-- begin Dataset extract --

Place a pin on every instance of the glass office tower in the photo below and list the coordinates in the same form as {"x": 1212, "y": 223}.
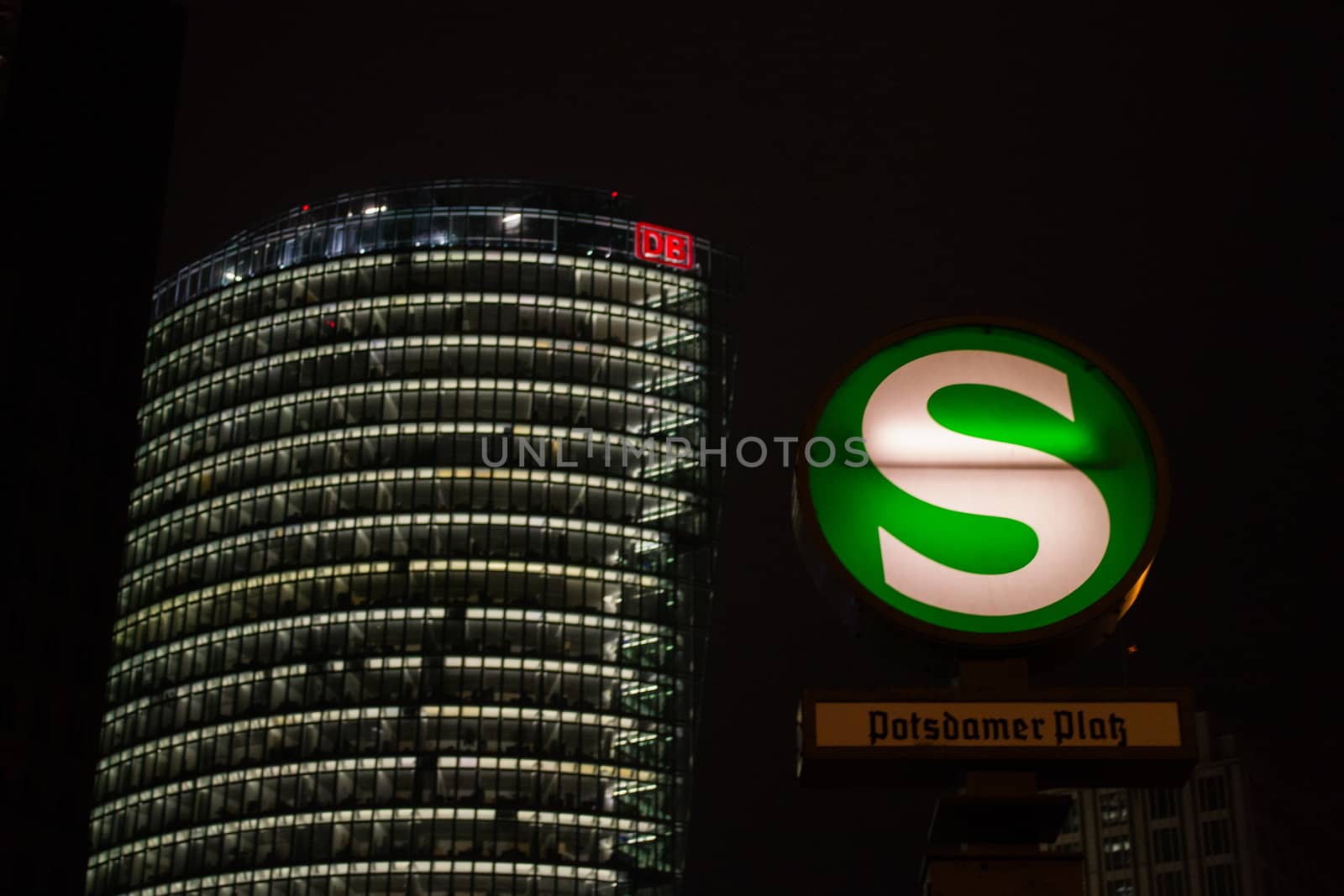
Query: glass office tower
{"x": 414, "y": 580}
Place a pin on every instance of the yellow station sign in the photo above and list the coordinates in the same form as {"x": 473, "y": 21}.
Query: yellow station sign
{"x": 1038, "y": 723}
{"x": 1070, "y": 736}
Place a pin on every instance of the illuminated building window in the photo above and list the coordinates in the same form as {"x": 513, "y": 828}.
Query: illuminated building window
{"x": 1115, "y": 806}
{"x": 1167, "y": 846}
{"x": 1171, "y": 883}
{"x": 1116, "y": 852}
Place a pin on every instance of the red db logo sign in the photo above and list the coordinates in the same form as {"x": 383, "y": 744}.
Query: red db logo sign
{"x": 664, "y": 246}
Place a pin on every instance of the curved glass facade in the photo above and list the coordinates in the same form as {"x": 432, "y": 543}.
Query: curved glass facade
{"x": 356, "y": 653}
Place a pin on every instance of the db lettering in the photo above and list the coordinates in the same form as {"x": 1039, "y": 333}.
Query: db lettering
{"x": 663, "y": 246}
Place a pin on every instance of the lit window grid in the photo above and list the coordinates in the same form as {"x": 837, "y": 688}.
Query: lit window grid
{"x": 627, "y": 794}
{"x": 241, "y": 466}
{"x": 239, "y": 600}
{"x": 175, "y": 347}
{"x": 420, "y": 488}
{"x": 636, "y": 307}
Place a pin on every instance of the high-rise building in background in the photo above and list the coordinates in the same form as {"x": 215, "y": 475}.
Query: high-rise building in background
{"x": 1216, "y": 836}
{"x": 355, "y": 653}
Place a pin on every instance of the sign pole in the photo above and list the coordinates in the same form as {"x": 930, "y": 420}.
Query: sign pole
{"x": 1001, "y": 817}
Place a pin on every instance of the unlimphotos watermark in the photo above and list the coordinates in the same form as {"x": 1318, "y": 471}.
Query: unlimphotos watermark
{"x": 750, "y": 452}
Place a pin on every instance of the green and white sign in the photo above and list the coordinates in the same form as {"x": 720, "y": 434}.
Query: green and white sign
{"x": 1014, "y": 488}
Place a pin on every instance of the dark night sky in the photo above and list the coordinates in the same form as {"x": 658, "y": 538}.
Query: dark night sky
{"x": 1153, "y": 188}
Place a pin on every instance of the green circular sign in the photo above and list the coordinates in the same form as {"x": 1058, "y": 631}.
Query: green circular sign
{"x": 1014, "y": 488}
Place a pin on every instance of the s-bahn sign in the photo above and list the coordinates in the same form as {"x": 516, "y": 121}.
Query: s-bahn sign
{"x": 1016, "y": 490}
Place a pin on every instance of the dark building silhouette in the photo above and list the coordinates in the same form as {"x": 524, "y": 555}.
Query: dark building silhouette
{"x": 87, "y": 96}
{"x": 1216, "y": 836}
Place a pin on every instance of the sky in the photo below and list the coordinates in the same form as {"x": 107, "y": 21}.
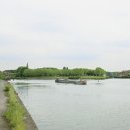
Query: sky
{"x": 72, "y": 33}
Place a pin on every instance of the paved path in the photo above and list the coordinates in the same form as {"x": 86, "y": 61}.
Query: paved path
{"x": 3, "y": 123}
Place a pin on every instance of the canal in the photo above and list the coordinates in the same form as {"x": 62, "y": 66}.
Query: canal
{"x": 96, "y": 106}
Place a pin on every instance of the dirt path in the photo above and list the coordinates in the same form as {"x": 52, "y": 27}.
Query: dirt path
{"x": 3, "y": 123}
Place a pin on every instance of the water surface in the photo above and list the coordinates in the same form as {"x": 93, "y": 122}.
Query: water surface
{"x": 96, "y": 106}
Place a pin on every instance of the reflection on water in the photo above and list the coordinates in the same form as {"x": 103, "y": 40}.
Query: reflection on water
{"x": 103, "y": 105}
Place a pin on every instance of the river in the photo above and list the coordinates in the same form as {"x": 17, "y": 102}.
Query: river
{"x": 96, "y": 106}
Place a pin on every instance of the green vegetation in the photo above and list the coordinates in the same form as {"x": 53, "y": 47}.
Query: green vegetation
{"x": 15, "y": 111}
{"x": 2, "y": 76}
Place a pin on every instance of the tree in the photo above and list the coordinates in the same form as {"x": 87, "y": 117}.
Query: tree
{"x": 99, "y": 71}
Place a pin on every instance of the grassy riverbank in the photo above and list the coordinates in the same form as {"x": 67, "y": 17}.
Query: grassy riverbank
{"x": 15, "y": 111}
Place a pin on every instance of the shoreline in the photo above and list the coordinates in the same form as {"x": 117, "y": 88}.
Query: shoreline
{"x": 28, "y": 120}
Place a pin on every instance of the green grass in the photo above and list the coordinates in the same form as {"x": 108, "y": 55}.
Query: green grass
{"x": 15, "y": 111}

-- end Dataset extract --

Copy word for word the lines starting at the one that contains "Place a pin on every instance of the green grass" and running through the end of the records.

Place a pin on every instance of the green grass in the photo above and list the coordinates in the same form as {"x": 108, "y": 55}.
Query: green grass
{"x": 15, "y": 111}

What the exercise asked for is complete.